In the text on Mary in John's Gospel, copy word for word everything from "After this Jesus, knowing" down to "spirit (John 19:26-30).".

> TEXT EXCERPT:

"""

But Mary’s “Do whatever he tells you,” showing her total confidence in Jesus despite his apparent refusal,[9] completely and perfectly reverses the human distrust of God that caused that primordial separation. Whereas Mary’s fiat (“let it be done,” Luke 1:38) reveals her as the model of trust and obedience, her facite (“do”) reveals her as the model of instruction and mission. No prophet or patriarch could have better summarized the correct human response to God, for the entirety of her authority derives from and points to that of Jesus. The command from her that initiates the process of water becoming wine, through human cooperation with divine action (John 2:6-10), prophetically anticipates the command from her son at the Last Supper (“do this”) that leads to wine becoming his blood (1 Corinthians 11:25; cf. Luke 22:19-20).[10] Through her intercession, her action-inspiring teaching, and her unwavering faith even in the face of a seeming rebuff, the wedding feast—the chief symbol of our ultimate reconciliation with God and one another (Revelation 19:6-8)—resumes in a superabundance of joy.

Like the Gospel’s prologue (John 1:1-18), the episode plays out in miniature the whole drama of salvation history. Even so, God has a still more brilliant and satisfying twist in store.

The Finale

Christianity is a teleological religion, constantly looking toward the telos, the final end at which something aims. The telos of an acorn is to be an oak tree; the telos of human life is intimacy with God, who is love. When Jesus summarizes his moral teaching, “You, therefore, must be perfect, as your heavenly Father is perfect” (Matthew 5:48), the word is teleios, literally, “having reached your telos.” When Jesus says, “It is finished” (John 19:30), the verb is tetelestai, “the telos has been reached.” The Greek also means “it is consummated.” It makes sense that the telos of Jesus’s life would be his death, the completion of the Passover ritual through which he became the efficacious sacrificial offering for our sins and sealed the new marital covenant with his people.[11] And yet, that is not what the Scripture says.

The account of Jesus’s death in the Gospel of John, the beloved disciple who was standing at the foot of the Cross, presents another puzzle. For the second and final time, Jesus addresses his mother as “Woman”:

When Jesus saw his mother, and the disciple whom he loved standing near, he said to his mother, “Woman, behold, your son!” Then he said to the disciple, “Behold, your mother!” And from that hour the disciple took (elaben) her to his own home (eis ta idia).

After this Jesus, knowing that all was now finished (tetelestai), said (to fulfill [hina teleiōthēi] the scripture), “I thirst.” A bowl full of vinegar stood there; so they put a sponge full of the vinegar on hyssop and held it to his mouth. When Jesus had received the vinegar, he said, “It is finished” (tetelestai); and he bowed his head and gave up his spirit (John 19:26-30).

"""

> RECORDED DATA:
"""

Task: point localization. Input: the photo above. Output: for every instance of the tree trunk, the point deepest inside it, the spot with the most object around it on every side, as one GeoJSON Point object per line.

"""

> EXERCISE RESPONSE:
After this Jesus, knowing that all was now finished (tetelestai), said (to fulfill [hina teleiōthēi] the scripture), “I thirst.” A bowl full of vinegar stood there; so they put a sponge full of the vinegar on hyssop and held it to his mouth. When Jesus had received the vinegar, he said, “It is finished” (tetelestai); and he bowed his head and gave up his spirit (John 19:26-30).